_EXERCISE INPUTS_
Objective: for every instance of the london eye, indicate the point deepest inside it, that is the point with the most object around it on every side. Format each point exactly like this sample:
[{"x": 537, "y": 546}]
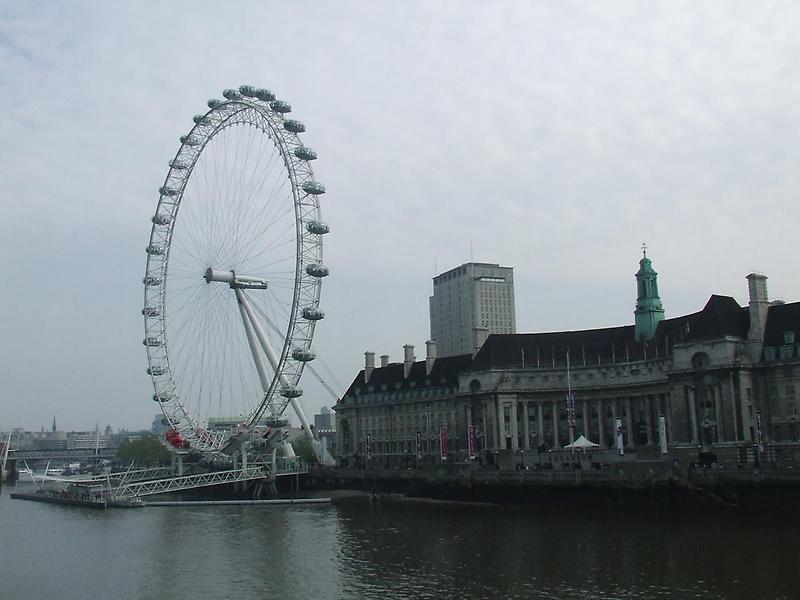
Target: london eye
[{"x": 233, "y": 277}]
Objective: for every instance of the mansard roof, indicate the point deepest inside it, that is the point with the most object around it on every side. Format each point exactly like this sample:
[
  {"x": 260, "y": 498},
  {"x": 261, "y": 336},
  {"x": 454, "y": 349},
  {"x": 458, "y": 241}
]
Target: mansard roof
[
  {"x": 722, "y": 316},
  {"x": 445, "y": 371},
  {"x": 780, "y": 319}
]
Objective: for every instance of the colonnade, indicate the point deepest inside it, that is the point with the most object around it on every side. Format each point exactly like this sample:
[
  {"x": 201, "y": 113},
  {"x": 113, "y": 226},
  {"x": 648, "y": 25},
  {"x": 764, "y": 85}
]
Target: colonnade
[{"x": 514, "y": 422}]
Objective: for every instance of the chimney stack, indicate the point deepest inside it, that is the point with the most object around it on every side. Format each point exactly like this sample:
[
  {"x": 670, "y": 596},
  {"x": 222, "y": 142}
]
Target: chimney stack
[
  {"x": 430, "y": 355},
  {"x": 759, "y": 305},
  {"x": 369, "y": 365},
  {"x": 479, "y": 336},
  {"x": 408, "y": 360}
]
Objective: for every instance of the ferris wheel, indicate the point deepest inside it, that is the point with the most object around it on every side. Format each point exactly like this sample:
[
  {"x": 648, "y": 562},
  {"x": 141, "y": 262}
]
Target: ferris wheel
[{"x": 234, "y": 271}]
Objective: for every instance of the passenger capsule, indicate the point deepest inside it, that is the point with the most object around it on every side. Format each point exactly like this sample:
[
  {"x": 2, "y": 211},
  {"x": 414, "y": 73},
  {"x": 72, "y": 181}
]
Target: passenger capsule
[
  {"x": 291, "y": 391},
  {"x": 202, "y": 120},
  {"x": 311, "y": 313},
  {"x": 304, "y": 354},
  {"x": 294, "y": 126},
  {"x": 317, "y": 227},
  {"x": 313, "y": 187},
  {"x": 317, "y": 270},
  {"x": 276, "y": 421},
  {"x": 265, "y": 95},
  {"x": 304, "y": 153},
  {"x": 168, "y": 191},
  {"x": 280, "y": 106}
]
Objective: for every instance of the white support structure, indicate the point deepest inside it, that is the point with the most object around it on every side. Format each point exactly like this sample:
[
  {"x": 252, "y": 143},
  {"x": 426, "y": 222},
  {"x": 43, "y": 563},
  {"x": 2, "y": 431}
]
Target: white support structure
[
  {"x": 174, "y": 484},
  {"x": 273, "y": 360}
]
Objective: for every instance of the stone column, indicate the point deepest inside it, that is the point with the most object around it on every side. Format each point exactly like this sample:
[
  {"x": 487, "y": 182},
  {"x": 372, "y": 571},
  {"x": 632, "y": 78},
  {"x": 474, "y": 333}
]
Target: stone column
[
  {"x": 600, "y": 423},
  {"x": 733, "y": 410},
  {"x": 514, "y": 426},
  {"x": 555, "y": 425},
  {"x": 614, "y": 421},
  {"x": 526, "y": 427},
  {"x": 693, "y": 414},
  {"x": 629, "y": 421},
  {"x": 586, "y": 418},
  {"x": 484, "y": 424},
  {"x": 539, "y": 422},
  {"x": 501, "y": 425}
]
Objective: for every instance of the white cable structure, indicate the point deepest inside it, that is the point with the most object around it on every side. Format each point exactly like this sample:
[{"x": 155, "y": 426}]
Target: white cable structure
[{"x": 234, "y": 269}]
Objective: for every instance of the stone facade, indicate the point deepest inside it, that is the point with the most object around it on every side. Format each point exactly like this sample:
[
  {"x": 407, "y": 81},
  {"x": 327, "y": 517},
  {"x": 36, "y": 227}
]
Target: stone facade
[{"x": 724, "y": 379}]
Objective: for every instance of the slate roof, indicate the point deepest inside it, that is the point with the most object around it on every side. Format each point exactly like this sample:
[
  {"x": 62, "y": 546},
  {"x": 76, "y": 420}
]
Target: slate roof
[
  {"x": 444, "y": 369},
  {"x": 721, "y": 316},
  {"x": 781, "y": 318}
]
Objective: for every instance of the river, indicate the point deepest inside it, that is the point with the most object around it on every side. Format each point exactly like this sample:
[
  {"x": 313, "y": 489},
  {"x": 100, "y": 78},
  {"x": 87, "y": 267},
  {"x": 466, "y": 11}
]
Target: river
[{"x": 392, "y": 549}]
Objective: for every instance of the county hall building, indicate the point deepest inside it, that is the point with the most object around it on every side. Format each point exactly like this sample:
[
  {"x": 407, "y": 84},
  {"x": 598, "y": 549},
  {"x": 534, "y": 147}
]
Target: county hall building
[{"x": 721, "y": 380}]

_EXERCISE TASK_
Give every line back word for word and leave the pictures out.

_SOLUTION TO THE PROBLEM_
Objective: for every instance of the london eye, indicate the point deepest inside it, that is the point with the most object around it on every side. Format each point exactly like this sample:
[{"x": 537, "y": 546}]
Target: london eye
[{"x": 233, "y": 277}]
Objective: for every instance of the mansard roof, indicate the point deepest inside it, that is the point with the most object around it on every side. Format each point exactly like this sample:
[
  {"x": 260, "y": 498},
  {"x": 261, "y": 336},
  {"x": 454, "y": 349},
  {"x": 458, "y": 241}
]
Target: mansard roof
[
  {"x": 722, "y": 316},
  {"x": 445, "y": 371},
  {"x": 780, "y": 319}
]
Objective: for every instance of the colonnade, indicate the point deepest inside it, that is the point with the most object around it on every side. Format each point exactly like this sample:
[
  {"x": 201, "y": 113},
  {"x": 113, "y": 226},
  {"x": 648, "y": 25},
  {"x": 764, "y": 85}
]
Target: colonnade
[{"x": 514, "y": 422}]
Objective: for every instance of the chimney stack, indicate the point deepest inside it, that is the point with the most object around it on every side. Format each point exactly like this sample:
[
  {"x": 670, "y": 596},
  {"x": 222, "y": 142}
]
Target: chimney stack
[
  {"x": 430, "y": 355},
  {"x": 759, "y": 305},
  {"x": 369, "y": 365},
  {"x": 479, "y": 336},
  {"x": 408, "y": 360}
]
Objective: for every instance of the ferris wheel, indicate the point deepest inside it, that is the point with the most object around it on every side. Format each point exactly like this sample:
[
  {"x": 648, "y": 562},
  {"x": 141, "y": 262}
]
Target: ferris wheel
[{"x": 234, "y": 271}]
Objective: for every instance of the passenger capsule, indicate the point deepest inside it, that is the point with the most object around it on every side. Format each point exactly like this sample:
[
  {"x": 2, "y": 211},
  {"x": 414, "y": 73},
  {"x": 72, "y": 181}
]
Target: passenger capsule
[
  {"x": 291, "y": 391},
  {"x": 202, "y": 120},
  {"x": 311, "y": 313},
  {"x": 304, "y": 354},
  {"x": 294, "y": 126},
  {"x": 317, "y": 227},
  {"x": 313, "y": 187},
  {"x": 317, "y": 270},
  {"x": 276, "y": 421},
  {"x": 265, "y": 95},
  {"x": 304, "y": 153},
  {"x": 168, "y": 191},
  {"x": 280, "y": 106}
]
Objective: for every instance of the white support structure, indicate the point deepest inside it, that is the point with the most object around it on every side. Format each point exactly like this sample:
[
  {"x": 252, "y": 143},
  {"x": 426, "y": 222},
  {"x": 43, "y": 563},
  {"x": 2, "y": 431}
]
Target: white support structure
[
  {"x": 174, "y": 484},
  {"x": 273, "y": 360}
]
Objective: for every instance of the stone column, indicate the point deepest inside it, that is the point with the most object around it on every side. Format each point exactly like this sample:
[
  {"x": 487, "y": 182},
  {"x": 372, "y": 571},
  {"x": 632, "y": 78},
  {"x": 474, "y": 333}
]
Target: stone column
[
  {"x": 600, "y": 423},
  {"x": 733, "y": 410},
  {"x": 514, "y": 426},
  {"x": 555, "y": 425},
  {"x": 614, "y": 421},
  {"x": 526, "y": 427},
  {"x": 693, "y": 414},
  {"x": 629, "y": 421},
  {"x": 586, "y": 418},
  {"x": 484, "y": 424},
  {"x": 539, "y": 422},
  {"x": 501, "y": 425}
]
Objective: for every instance of the white cable structure, indicate the point deepest inside it, that is the point with the most object around it on every side. Format each point exactly like this sample:
[{"x": 155, "y": 426}]
Target: white cable structure
[{"x": 234, "y": 269}]
Objective: for every instance of the stone facade, indicate the point deepest inside it, that is the point with the most object around it on every side. Format each point exactly like this sample:
[
  {"x": 407, "y": 81},
  {"x": 327, "y": 517},
  {"x": 36, "y": 227}
]
Target: stone facade
[{"x": 724, "y": 379}]
Objective: for every instance of the slate roof, indicate the point deepest inside it, that is the point with the most object around it on every side. Format each point exactly like this sample:
[
  {"x": 62, "y": 546},
  {"x": 76, "y": 420}
]
Target: slate roof
[
  {"x": 444, "y": 369},
  {"x": 721, "y": 316},
  {"x": 781, "y": 318}
]
Objective: for every instance of the river, indicate the point deepest inside it, that is the point with the most object around it on every side. Format each point exactly like this sample:
[
  {"x": 313, "y": 489},
  {"x": 100, "y": 78},
  {"x": 87, "y": 267},
  {"x": 466, "y": 11}
]
Target: river
[{"x": 392, "y": 549}]
Objective: for every instance of the county hall building, indicate the point deepest inside it, that is the point with the most object around it on every side. Format each point exactly like this sample:
[
  {"x": 407, "y": 84},
  {"x": 598, "y": 549},
  {"x": 534, "y": 147}
]
Target: county hall building
[{"x": 721, "y": 380}]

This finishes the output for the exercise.